▸ **Aim of the exercise**
Repeat exactly, please, the opening lines of the data below, through and including the line where "Expected behaviour: for every instance of the girl in" sits.

Stored items:
=== Section Start ===
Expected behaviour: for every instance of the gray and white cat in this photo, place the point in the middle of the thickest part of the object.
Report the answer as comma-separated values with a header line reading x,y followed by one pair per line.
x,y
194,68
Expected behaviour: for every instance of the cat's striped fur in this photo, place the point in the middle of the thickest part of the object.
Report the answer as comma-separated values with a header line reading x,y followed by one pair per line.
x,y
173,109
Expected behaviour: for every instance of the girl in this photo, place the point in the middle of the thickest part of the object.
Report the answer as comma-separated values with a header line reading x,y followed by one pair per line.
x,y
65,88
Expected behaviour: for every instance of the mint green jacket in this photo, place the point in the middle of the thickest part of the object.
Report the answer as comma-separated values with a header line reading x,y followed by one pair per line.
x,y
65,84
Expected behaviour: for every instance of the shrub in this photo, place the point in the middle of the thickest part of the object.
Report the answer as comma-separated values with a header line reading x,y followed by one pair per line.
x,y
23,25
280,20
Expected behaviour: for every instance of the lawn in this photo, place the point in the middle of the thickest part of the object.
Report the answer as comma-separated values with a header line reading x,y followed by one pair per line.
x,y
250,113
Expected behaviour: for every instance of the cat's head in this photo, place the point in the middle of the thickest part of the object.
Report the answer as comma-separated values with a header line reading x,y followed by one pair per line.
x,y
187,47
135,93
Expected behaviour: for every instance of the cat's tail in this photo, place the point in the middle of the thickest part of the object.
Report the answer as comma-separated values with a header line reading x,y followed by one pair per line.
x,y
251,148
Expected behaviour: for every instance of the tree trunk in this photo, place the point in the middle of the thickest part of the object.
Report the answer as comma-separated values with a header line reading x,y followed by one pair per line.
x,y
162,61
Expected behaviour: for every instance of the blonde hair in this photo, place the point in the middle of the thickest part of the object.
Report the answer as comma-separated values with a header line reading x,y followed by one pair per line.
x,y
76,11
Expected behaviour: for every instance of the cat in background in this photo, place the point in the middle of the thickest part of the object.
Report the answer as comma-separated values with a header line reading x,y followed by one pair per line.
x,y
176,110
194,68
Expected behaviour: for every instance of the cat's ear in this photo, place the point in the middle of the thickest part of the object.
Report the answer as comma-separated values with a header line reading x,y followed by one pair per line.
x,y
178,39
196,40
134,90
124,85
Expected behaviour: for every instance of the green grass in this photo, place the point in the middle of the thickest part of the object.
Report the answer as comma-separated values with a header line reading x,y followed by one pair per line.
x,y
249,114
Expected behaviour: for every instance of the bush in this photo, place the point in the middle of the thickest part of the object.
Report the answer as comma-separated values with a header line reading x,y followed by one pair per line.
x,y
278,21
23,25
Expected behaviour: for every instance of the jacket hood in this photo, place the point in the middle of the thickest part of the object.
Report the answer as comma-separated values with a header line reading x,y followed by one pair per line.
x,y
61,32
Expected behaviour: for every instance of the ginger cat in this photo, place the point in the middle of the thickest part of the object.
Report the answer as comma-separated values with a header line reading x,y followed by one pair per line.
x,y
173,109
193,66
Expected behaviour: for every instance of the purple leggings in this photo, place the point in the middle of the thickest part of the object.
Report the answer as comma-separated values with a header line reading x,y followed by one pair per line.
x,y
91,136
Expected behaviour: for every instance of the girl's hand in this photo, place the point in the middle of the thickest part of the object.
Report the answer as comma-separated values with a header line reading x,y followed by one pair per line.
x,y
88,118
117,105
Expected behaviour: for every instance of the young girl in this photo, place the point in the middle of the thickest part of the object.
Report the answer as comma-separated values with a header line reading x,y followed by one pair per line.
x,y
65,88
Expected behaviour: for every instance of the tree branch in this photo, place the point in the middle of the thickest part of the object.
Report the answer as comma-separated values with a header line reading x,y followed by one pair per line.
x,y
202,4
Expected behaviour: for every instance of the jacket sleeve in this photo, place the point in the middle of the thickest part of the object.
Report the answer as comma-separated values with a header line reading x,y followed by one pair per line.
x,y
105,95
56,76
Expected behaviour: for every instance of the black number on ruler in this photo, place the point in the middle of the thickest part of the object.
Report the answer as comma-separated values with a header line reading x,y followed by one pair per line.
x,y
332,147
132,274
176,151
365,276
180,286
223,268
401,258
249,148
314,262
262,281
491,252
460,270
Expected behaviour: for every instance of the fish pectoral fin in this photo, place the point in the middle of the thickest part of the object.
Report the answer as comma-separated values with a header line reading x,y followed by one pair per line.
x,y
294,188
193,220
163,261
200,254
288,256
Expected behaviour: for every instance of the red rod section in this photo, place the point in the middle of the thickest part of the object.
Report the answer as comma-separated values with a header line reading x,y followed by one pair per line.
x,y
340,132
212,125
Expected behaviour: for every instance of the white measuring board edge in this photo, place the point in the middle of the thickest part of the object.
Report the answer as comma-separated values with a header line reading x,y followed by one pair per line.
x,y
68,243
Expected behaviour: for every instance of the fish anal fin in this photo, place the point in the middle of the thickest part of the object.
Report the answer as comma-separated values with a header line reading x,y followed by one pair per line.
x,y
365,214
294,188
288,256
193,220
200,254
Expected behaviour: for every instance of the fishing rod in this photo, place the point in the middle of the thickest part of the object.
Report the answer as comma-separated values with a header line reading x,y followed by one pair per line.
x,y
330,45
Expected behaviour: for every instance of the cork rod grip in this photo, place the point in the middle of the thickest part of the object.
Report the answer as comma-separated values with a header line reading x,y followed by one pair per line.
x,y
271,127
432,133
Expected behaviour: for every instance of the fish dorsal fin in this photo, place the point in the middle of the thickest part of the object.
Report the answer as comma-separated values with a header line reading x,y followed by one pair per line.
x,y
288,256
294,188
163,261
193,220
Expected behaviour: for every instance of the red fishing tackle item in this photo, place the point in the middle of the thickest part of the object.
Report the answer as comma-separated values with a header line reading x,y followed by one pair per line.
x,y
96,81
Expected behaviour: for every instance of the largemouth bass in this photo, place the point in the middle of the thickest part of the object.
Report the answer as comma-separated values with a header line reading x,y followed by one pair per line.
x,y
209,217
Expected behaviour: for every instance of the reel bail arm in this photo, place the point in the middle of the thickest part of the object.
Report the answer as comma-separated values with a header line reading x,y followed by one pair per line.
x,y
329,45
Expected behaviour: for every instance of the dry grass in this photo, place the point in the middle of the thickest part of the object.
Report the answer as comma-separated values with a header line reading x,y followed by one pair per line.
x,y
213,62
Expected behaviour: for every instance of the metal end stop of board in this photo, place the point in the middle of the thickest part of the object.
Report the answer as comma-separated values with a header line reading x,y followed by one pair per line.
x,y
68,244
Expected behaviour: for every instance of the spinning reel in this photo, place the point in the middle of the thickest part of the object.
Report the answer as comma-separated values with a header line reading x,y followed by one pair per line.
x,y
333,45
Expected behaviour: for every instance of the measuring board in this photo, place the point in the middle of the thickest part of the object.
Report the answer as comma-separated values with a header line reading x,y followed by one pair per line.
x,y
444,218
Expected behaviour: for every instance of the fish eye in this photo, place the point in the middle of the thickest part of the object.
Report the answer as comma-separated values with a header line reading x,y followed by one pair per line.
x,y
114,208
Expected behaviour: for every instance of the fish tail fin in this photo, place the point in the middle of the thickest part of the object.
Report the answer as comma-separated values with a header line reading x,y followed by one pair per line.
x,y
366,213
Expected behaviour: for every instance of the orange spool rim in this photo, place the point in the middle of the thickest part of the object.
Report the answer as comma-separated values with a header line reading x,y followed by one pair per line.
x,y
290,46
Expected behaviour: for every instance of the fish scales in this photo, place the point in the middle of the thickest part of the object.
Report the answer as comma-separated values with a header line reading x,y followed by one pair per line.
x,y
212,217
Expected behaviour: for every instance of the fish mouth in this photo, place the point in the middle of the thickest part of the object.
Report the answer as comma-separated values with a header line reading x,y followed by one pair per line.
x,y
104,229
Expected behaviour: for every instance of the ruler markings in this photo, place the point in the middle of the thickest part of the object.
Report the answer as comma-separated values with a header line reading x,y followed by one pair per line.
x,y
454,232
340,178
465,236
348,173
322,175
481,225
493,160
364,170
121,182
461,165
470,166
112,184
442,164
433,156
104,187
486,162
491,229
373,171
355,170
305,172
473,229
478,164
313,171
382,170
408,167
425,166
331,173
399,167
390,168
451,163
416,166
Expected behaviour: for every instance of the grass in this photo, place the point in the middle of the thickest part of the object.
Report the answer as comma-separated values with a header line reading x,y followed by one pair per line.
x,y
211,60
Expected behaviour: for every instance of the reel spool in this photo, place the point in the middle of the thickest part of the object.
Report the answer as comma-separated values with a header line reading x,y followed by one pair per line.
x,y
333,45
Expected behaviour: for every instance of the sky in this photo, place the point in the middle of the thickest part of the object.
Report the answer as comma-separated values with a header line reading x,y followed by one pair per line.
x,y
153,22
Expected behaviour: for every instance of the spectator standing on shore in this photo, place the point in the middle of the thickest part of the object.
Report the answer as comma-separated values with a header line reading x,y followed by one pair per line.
=== Section End ===
▸ **Output for this exercise**
Expected behaviour: for every instance of the gray and white cat in this photo, place the point in the middle of the thickest part of the object.
Report the answer as comma-separated values with a header line reading x,y followed by one pair per line.
x,y
194,68
Expected behaviour: for every instance of the cat's striped fur in this photo, place the point in the middle of the thickest part of the object.
Report the answer as comma-separated values with a header line reading x,y followed by one pair per line.
x,y
173,109
Expected behaviour: for every instance of the girl in this photo, place the point in the middle of the thickest part of the object.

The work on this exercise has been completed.